### AIM OF THE EXERCISE
A word-for-word copy of the lines from the one holding "This endpoint accepts" through the final line of the records below is the only output asked for.

### EXERCISE DATA
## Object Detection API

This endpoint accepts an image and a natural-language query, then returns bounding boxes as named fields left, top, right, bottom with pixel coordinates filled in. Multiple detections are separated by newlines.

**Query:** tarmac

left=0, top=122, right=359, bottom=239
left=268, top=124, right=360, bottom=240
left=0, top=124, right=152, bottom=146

### ANSWER TO THIS PROBLEM
This endpoint accepts an image and a natural-language query, then returns bounding boxes as named fields left, top, right, bottom with pixel coordinates filled in. Multiple detections are separated by newlines.

**Query:** tarmac

left=0, top=122, right=359, bottom=239
left=268, top=124, right=360, bottom=240
left=0, top=124, right=152, bottom=146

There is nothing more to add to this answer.